▶ _Source passage_:
▽

Rocks Reads Roundup, 9/4
Hello rocks readers! This week's links include a lot of non-mining metals recovery and recycling stories, which wasn't a deliberate choice but is kind of the closest we get to hopeful on this newsletter sometimes?
I’m not sure what next week’s longer addition is going to be about–maybe getting a little more into the US critical minerals strategy and discourse, sort of a “how did we get here” overview to explain some of the players and priorities involved? Maybe more lithium stuff? Open to suggestions. Have a good weekend and take care.
(This technically came out last week but it was after I sent out the Friday links so) The Wall Street Journal published a profile of former Tesla CTO JB Straubel and his new battery recycling venture, Redwood Materials. I'm really curious whether or how creating more effective car battery recycling technologies could support or underwrite consumer electronics recycling. For years, the line on e-waste has been that the economic model for electronics recycling just doesn't work. As devices get smaller, extraction gets more time-consuming and with increased component miniaturization, recycling companies are getting less and less value from what metal they can recover (although notably, Redwood Materials is refining their battery recycling process through recycling consumer electronics). Recycling car batteries at scale fills a massive need and companies will definitely pay for those materials. If Redwood can get it right, they could potentially make a less-profitable recycling niche more viable with the resources afforded by its primary more profitable niche.
Researchers at NTU Singapore published a paper in Environmental Science and Technology detailing a process to use orange peel waste in lithium battery recycling. Basically, this method created a citric acid to leach metals from a ground-up battery sludge referred to as "Black Mass" (which, for readers from last week, is probably also the name of a villain in the same comic book universe Crystal X. Boring comes from). I need to spend more time in the guts of the paper to really get what they're doing, but it's a cool idea.
The Department of Energy is apparently still funding research into rare earth extraction from coal ash, and one potential applicant recently sought the blessing of New Mexico's San Juan county. A lot of the preliminary research into rare earth coal extraction began in Appalachia–and when I spoke on background last year with some of the people involved in that research, it was really interesting to hear how earnestly they talked about their work in relation to the collapsing coal mining industry and trying to deal with its toxic impacts on the region (as opposed to my read of this work which was basically trying to greenwash coal). It makes sense that a region as poor as northwest New Mexico would be interested in something like this as a potential revenue source. I'm very intrigued by the fact one of the partners on the DOE proposal is Naat'áanii Development Corporation, a federally chartered business development organization created to support the Navajo nation.

△

▶ _Excerpted records_:
▽

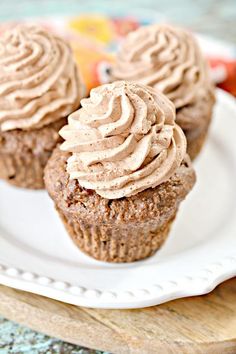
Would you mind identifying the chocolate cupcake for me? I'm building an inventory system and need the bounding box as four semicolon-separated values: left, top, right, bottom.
112;25;215;159
45;81;195;262
0;25;84;189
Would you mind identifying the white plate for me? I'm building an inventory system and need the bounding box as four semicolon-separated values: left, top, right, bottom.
0;90;236;308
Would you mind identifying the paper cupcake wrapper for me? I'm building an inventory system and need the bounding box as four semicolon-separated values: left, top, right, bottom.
56;207;175;263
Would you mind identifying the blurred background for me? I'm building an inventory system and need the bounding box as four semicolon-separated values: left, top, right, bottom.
0;0;236;43
0;0;236;354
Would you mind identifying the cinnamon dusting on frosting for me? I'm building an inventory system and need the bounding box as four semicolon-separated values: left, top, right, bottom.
0;25;83;131
60;81;186;199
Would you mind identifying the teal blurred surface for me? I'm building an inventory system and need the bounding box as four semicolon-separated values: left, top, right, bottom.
0;0;236;354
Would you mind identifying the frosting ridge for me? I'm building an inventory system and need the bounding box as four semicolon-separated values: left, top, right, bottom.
0;24;83;131
112;24;213;109
60;81;186;199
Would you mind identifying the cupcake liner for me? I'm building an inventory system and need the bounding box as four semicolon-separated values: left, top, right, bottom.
56;206;176;263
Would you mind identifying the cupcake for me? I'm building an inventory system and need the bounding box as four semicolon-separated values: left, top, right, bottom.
0;25;84;189
111;25;215;159
45;81;195;262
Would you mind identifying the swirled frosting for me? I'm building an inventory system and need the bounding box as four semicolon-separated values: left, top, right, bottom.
60;81;186;199
0;25;83;131
112;25;213;108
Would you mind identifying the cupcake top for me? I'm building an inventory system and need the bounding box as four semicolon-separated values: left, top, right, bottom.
112;25;213;108
0;25;84;131
60;81;186;199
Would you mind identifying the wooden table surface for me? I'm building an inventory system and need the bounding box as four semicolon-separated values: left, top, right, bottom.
0;0;236;354
0;279;236;354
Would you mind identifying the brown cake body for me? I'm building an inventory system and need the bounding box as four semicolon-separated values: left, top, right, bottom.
45;148;195;262
0;118;66;189
176;93;215;160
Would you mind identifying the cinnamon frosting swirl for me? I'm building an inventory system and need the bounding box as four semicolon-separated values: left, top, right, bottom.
60;81;186;199
0;25;83;131
112;25;213;109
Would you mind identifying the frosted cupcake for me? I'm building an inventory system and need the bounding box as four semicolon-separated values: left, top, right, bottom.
112;25;215;159
45;81;195;262
0;25;84;189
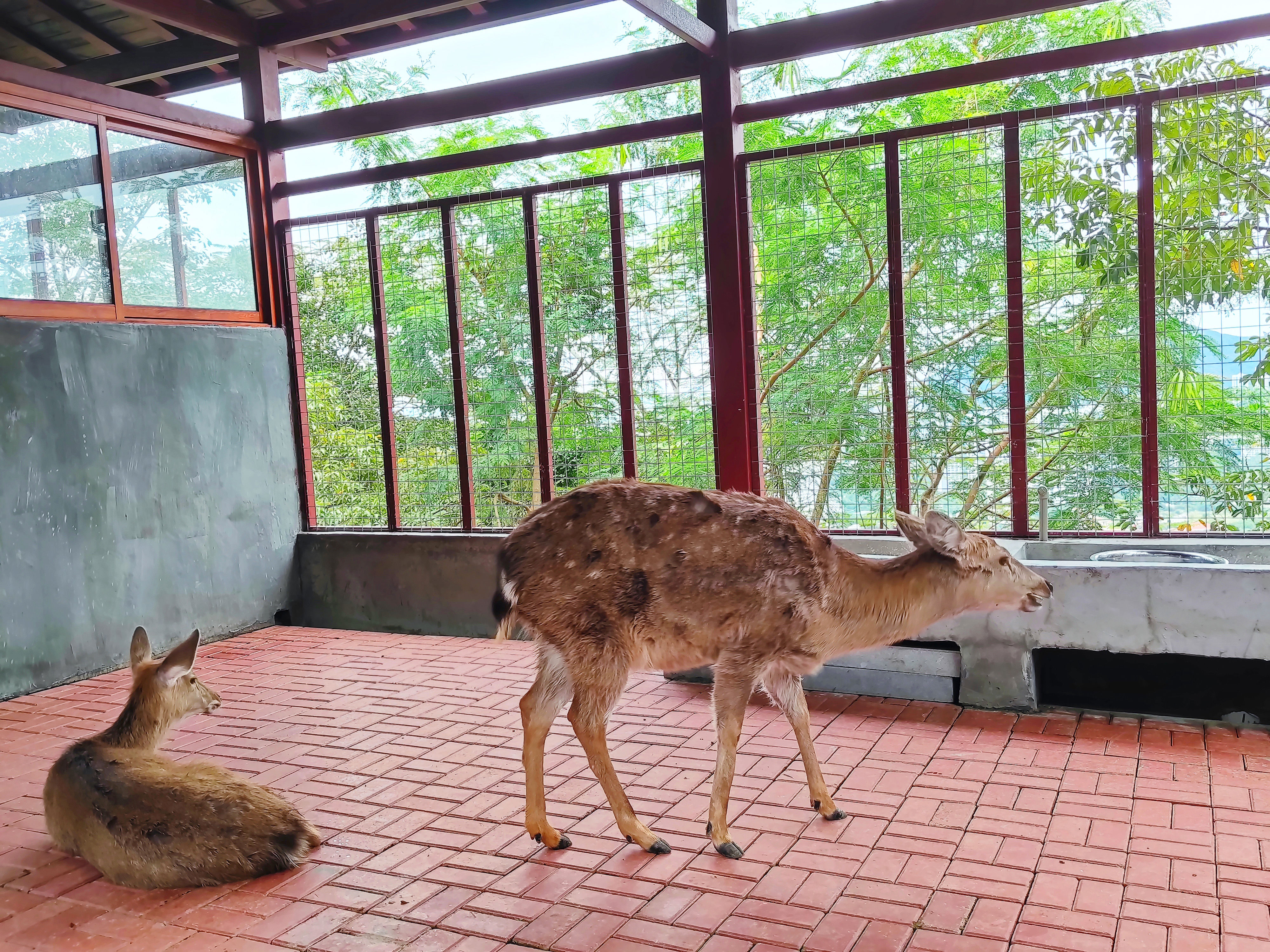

△

Carry on the metals and recycling newsletter roundup from the point where it stops. You can set the entries aside; they are not needed here.

Older story but interesting for context: Penn State, which was an early recipient of DOE funding for rare earth coal extraction, has been using carbon mineralization in experiments to extract rare earths from coal acid mine drainage. Carbon mineralization is an extremely interesting emerging (and, full caveat, not without its challenges) carbon capture technology that basically turns CO2 into rocks (here is a recent long piece that gets more into it). In the Penn State research, the rare earths attach to the carbonite rock formed in the process I guess? I'm super curious about the potential for basically carbon negative mineral recovery here.
(Seriously, I have been trying to get someone to greenlight 5,000 words of prestige publication journalism on rare earths and coal research for three years at this point? Help!)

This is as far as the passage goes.